Records from a collection
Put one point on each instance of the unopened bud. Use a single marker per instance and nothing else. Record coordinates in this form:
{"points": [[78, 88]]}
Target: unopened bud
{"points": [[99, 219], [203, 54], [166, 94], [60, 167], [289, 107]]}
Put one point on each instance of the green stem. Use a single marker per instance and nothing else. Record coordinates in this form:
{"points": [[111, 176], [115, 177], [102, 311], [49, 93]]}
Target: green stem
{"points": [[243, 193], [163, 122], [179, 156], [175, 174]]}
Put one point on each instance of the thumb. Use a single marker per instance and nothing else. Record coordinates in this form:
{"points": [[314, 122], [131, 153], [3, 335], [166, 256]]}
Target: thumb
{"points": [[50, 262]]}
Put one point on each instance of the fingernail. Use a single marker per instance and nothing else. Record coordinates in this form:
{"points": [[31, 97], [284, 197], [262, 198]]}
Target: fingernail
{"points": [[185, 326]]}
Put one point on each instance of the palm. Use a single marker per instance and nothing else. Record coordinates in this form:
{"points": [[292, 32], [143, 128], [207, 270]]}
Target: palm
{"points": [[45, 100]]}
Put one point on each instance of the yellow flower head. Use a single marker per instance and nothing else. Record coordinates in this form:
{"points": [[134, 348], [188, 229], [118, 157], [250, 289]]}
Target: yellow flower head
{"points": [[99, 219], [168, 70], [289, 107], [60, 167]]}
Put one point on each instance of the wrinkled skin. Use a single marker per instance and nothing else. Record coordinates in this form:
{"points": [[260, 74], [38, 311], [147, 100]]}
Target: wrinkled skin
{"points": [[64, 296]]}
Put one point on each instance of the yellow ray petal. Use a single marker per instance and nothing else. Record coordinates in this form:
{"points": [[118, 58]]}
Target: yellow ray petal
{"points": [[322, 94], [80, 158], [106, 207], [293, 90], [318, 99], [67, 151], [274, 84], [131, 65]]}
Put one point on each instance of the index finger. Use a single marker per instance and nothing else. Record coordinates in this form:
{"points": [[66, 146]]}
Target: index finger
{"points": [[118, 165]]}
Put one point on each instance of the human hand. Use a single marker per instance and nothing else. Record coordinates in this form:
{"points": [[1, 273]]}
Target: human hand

● TASK DETAILS:
Convert all of the data above into a JSON list of strings, one string per line, leaving out any blank lines.

● SOLUTION TO THE EXERCISE:
[
  "Put one point on each instance of the unopened bud. Use a single marker per instance and nothing else. Record coordinates in this form:",
  "{\"points\": [[78, 88]]}",
  "Target: unopened bud",
  "{\"points\": [[99, 219], [203, 54], [166, 94], [60, 167], [289, 107]]}",
  "Put one point on each instance of the green stem. Use a single marker per instance and nothing else. Record coordinates in this form:",
  "{\"points\": [[111, 176], [115, 177], [102, 311], [49, 93]]}",
  "Target: green stem",
  "{\"points\": [[243, 193], [163, 122], [179, 156], [175, 174]]}",
  "Put one point on each instance of the thumb. Use a single marker per instance and nothing else. Record coordinates in this form:",
  "{\"points\": [[314, 122], [131, 153], [3, 335], [166, 256]]}",
  "Target: thumb",
  "{\"points\": [[50, 262]]}",
  "Put one point on each instance of the fingernail. Use a single marker per instance and nothing else. Record coordinates in this form:",
  "{\"points\": [[31, 97], [284, 197], [262, 198]]}",
  "Target: fingernail",
  "{\"points\": [[185, 326]]}",
  "Put one point on each instance of the palm. Use a single marker per instance and nothing else. Record coordinates in this form:",
  "{\"points\": [[292, 32], [143, 128], [207, 270]]}",
  "Target: palm",
  "{\"points\": [[45, 100]]}",
  "Put one point on each instance of the yellow flower head. Use a single marker per instance and nothing else. Record coordinates in this form:",
  "{\"points\": [[134, 348], [188, 229], [118, 157], [250, 289]]}",
  "Target: yellow flower head",
  "{\"points\": [[99, 219], [168, 70], [289, 107], [60, 167]]}",
  "Put one point on each instance of the wrinkled skin. Use a single marker per instance and nothing else. Record coordinates in this form:",
  "{\"points\": [[260, 74], [38, 311], [147, 100]]}",
  "Target: wrinkled skin",
  "{\"points\": [[64, 296]]}",
  "Put one point on each instance of the yellow ray petal. Use a single marker per instance and nothing else. Record coordinates in this form:",
  "{\"points\": [[118, 58]]}",
  "Target: yellow ray petal",
  "{\"points\": [[322, 94], [80, 158], [106, 207], [293, 90], [318, 99], [67, 151], [274, 84], [131, 65]]}",
  "Put one point on each instance of the index finger. Use a single marker per instance and nothing else. Record coordinates in this form:",
  "{\"points\": [[66, 146]]}",
  "Target: index finger",
  "{\"points\": [[118, 165]]}",
  "Put one point on each instance of the human hand. Use a single marker per instance and nothing else. Record coordinates in this form:",
  "{\"points\": [[1, 273]]}",
  "Target: human hand"
]